All of the records below need to be copied exactly.

— START —

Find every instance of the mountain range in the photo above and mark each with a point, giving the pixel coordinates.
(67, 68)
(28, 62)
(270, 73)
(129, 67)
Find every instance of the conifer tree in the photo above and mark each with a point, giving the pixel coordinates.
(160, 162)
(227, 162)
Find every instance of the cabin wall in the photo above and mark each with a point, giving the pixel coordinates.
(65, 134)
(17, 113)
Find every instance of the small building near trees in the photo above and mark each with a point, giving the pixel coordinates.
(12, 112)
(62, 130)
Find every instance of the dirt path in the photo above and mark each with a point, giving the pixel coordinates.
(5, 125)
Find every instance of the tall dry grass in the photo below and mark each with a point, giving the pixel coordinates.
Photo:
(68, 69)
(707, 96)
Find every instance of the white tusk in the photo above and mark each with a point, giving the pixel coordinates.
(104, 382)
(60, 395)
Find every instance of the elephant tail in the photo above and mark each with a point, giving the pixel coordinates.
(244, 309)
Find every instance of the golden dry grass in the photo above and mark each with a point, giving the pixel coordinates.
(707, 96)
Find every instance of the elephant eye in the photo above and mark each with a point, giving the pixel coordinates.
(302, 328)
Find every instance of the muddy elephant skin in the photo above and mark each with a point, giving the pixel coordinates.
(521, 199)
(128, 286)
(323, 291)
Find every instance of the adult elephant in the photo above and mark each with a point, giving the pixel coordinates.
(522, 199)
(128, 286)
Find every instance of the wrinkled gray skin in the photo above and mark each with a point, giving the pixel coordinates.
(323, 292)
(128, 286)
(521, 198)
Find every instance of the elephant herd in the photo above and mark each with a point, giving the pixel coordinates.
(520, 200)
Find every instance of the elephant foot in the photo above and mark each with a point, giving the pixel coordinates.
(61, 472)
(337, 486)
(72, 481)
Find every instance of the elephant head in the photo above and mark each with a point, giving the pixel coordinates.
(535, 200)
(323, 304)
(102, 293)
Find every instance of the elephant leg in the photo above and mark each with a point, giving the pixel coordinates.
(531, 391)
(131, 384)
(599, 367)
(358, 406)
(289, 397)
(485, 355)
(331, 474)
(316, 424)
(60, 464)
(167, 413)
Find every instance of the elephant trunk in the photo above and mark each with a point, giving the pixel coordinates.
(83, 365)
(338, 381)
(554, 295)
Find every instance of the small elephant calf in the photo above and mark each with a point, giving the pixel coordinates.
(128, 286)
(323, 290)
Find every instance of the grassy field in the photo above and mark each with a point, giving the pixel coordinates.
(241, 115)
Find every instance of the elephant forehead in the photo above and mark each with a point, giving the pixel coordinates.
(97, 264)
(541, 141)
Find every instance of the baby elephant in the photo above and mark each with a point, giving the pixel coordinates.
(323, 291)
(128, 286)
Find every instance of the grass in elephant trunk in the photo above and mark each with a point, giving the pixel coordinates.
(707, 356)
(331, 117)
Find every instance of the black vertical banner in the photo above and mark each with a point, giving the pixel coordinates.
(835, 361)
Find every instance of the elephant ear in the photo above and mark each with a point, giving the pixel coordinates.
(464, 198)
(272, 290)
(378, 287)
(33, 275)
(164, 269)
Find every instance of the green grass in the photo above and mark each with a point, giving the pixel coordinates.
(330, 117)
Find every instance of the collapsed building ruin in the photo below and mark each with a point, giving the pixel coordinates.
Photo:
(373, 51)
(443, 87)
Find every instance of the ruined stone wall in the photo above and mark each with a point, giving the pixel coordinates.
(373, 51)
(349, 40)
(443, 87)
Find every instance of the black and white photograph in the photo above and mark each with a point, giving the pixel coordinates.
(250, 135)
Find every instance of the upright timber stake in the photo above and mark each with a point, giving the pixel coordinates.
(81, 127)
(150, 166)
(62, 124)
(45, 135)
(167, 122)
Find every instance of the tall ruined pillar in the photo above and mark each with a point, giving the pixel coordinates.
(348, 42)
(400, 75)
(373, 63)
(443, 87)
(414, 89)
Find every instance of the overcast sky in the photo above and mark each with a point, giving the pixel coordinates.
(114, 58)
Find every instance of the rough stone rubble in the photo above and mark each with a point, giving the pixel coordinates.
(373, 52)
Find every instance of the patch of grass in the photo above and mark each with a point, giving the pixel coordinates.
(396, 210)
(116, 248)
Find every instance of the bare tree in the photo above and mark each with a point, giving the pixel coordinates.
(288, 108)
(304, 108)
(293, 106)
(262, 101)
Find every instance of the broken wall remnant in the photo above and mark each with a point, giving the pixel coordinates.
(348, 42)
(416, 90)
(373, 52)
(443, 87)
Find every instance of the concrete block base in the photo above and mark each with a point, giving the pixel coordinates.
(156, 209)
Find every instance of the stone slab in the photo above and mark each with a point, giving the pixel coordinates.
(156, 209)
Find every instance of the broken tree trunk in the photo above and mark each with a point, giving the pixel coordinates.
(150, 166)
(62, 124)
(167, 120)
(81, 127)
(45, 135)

— END —

Output of the exercise |
Find every instance of the mountain range in the photo above and mark each with a point, giving the pixel coordinates.
(67, 68)
(28, 62)
(270, 73)
(129, 67)
Find every instance of the conifer tree in the photo above and mark each with a point, giving the pixel coordinates.
(160, 162)
(227, 162)
Find every instance of the cabin wall in the photo above and mark each with a point, giving the pixel coordinates.
(65, 134)
(17, 113)
Find every instance of the small building near trees in the photo above and mark each with a point, giving the pixel coordinates.
(12, 112)
(62, 130)
Find every instance of the dirt path in the photo above and mark each with a point, giving the pixel coordinates.
(5, 125)
Find every instance of the tall dry grass in the photo below and mark each with a point, giving the pixel coordinates.
Photo:
(68, 69)
(707, 96)
Find every instance of the white tusk in the photo above and mark each with a point, giving the pixel coordinates.
(104, 382)
(60, 395)
Find every instance of the elephant tail in the photo above and mark each with a point, giving the pixel coordinates.
(244, 309)
Find every instance of the golden dry grass in the photo above and mark each with a point, giving the pixel coordinates.
(707, 96)
Find every instance of the elephant eye in the photo above and mark each with a point, giving the pixel coordinates.
(302, 328)
Find every instance of the muddy elephant skin in the photo above and mark each with a point, giving the pixel coordinates.
(521, 199)
(128, 286)
(323, 291)
Find every instance of the adult elephant in the photo above and mark each with a point, giving the pixel coordinates.
(522, 199)
(128, 286)
Find every instance of the wrinkled gray skin in the photo above and mark each with a point, giving the pixel coordinates.
(323, 292)
(128, 286)
(521, 198)
Find every instance of the elephant herd in the photo above and mark each with a point, giving the pixel coordinates.
(520, 200)
Find every instance of the elephant foot in the photo above and mark each with a point, giving the pixel coordinates.
(61, 472)
(337, 486)
(72, 481)
Find every instance of the elephant head in the photo above and mark each with a point, giving the pixel coordinates.
(535, 200)
(323, 304)
(102, 293)
Find every instance of the elephant leg in the photo above and mark each with a point, giving the pixel coordinates.
(531, 391)
(131, 384)
(599, 367)
(358, 406)
(289, 397)
(485, 355)
(331, 474)
(316, 424)
(60, 464)
(167, 413)
Find every instance of the elephant trunk in the photo above and mark each with a point, giving the pixel coordinates.
(83, 365)
(338, 381)
(554, 295)
Find every instance of the small elephant calf in the photo above and mark each with a point, giving the pixel coordinates.
(128, 286)
(323, 290)
Find every instance of the grassy field in the photo above and mark each with a point, giving the pixel coordinates.
(241, 115)
Find every instance of the elephant forehead in the photo above and mark each with a point, giving the pixel coordinates.
(97, 264)
(541, 141)
Find every instance of the baby elephant in the photo above and mark each with a point, giving the pixel coordinates.
(323, 291)
(128, 286)
Find every instance of the grass in elephant trunk in the photo above and mark each with a point, giving the pixel coordinates.
(707, 356)
(331, 117)
Find every instance of the black vertical banner in the photo above and mark each with a point, giving the pixel coordinates.
(835, 361)
Find every instance of the elephant ear in the photo above and mark each with a point, giving the pixel coordinates.
(464, 198)
(272, 290)
(378, 287)
(33, 275)
(164, 269)
Find every instance of the green grass in the photo above and mark each with a point, giving the pixel coordinates.
(330, 117)
Find every instance of the collapsed building ruin in the photo below and mark each with a point, giving the pixel coordinates.
Photo:
(373, 51)
(443, 87)
Find every instance of the ruined stone wall in the photo above and mark each with a point, giving the pixel coordinates.
(373, 51)
(349, 40)
(443, 87)
Find every instance of the black and white photograph in the photo above and mark each with a point, giving the pixel coordinates.
(250, 135)
Find every instance of the upright timber stake in the photo above and mark each with a point, giving the pixel coordinates.
(81, 127)
(150, 166)
(62, 124)
(45, 135)
(167, 122)
Find every instance of the tall ruined pillar in the photo above and mark each with a point, giving the pixel coordinates.
(348, 42)
(400, 75)
(373, 63)
(443, 87)
(414, 89)
Find every instance of the overcast sky in the photo above and mark each with a point, giving the pixel coordinates.
(114, 58)
Find every instance of the rough stone rubble in the photo above and mark each with a point, giving the pixel coordinates.
(373, 52)
Find every instance of the patch of grass in the photo above and mark each with a point, giving the pixel coordinates.
(396, 210)
(116, 248)
Find every instance of the bare tree in the photo above and mark each with a point, giving the pixel coordinates.
(288, 108)
(304, 108)
(293, 106)
(262, 101)
Find every instance of the broken wall remnant in the photo above and mark each with a point, giving the pixel coordinates.
(348, 42)
(416, 90)
(373, 52)
(443, 87)
Find every instance of the concrete block base in the photo above and mark each with a point, giving the pixel coordinates.
(156, 209)
Find every instance of the stone slab in the photo above and mark each with a point, giving the pixel coordinates.
(156, 209)
Find every instance of the broken tree trunk in the photo above and mark each with a point, giving the pixel coordinates.
(150, 166)
(62, 124)
(167, 120)
(81, 127)
(45, 135)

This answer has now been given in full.